• PAGE EXCERPT:
____________
While we were not able to improve the WGAN approach via post processing, we are not aware of fundamental reasons why a better performance using a similar method should not be possible for GAN and WGAN based architectures as well. One reason why AE based architectures might allow better training of post processing steps is however the higher correlation between real input and fake samples via the latent space embedding. Nonetheless, the ability of the BIB-AE framework to make use of this post processing setup motivates future studies of this rather novel architecture for calorimeter shower generation.

Computational Performance

Beyond the physics performance of our generative models, discussed in the previous section, the major argument for these approaches is of course the potential gain in production time. To this end, we benchmark the per-shower generation time both on CPU and GPU hardware architectures. In Table 1, we provide the performance for 4 (3) batch sizes for the WGANFootnote 5 (BIB-AE). We observe a speed-up by evaluating generative models on GPU vs. Geant4 on CPU of up to almost a factor of three thousand. Moreover, the evaluation time of our generative models is independent of the incident photon energy while this is not the case for the Geant4 simulation.
____________
• WORK INSTRUCTIONS:
#1 In the passage on generative models for calorimeter shower generation, what speed-up is observed when the generative models are evaluated on GPU rather than running Geant4 on CPU?
#2 Extend the passage on generative models for calorimeter shower generation with a few sentences that follow on from its final sentence.

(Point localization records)
____________
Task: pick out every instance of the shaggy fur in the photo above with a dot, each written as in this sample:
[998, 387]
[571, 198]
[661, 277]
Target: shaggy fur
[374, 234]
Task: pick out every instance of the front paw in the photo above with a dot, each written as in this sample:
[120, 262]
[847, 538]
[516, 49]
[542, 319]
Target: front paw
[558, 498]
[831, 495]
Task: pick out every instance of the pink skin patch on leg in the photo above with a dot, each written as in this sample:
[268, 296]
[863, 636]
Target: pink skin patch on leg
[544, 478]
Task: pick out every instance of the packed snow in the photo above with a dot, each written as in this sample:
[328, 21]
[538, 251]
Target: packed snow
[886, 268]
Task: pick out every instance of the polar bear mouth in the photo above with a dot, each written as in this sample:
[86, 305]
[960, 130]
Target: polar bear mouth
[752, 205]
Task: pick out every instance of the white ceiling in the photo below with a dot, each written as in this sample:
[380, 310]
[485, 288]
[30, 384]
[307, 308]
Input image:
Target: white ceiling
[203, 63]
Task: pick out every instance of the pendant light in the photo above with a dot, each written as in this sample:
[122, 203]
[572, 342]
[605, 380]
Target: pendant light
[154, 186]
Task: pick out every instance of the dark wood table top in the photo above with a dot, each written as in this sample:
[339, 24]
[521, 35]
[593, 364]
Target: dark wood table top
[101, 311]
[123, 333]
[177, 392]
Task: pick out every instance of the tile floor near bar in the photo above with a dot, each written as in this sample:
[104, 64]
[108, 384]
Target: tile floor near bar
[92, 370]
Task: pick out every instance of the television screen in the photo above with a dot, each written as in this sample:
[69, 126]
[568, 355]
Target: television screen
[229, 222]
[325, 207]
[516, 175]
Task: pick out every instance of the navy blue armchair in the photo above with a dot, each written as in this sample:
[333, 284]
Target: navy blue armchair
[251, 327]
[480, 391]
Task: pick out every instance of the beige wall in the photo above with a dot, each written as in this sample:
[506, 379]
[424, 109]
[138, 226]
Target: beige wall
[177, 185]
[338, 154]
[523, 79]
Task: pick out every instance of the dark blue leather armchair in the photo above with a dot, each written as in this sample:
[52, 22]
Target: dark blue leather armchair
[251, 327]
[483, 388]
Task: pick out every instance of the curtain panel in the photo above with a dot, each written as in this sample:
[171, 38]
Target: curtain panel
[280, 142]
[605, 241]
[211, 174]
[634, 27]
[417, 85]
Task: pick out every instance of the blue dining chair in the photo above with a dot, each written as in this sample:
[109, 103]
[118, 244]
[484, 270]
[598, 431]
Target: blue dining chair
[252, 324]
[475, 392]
____________
• EXERCISE ANSWERS:
#1 Up to almost a factor of three thousand.

#2
Table 1 Overview of computational performance of WGAN and BIB-AE model, compared to Geant4 full simulation

Conclusion

The accelerated simulation of calorimeters with generative deep neural networks is an active area of research. Early works [1, 25, 26] established generative networks as a fast and very promising tool for particle physics and simulated the positron, photon, and charged pion response of an idealised perfect calorimeter with three layers and a total of 504 cells (\(3 \times 96\), \(12\times 12\), and \(12 \times 6\)).

Using the WGAN architecture and an energy constrainer network [28] allowed the correct simulation of the observed total energy of electrons for a calorimeter consisting of seven layers with a total of 1260 cells (\(12\times 15\) cells per layers). However, a mismodelling of individual cell energies below 10 MIPs, also leading to an observed deviation in the hit multiplicity distribution, was observed and studied. Our implementation of a WGAN based on [28] reproduces this effect (see Fig. 6 (left)). The proposed BIB-AE architecture with additional MMD loss term and Post Processor Network leads to a reliable description of low energy deposits.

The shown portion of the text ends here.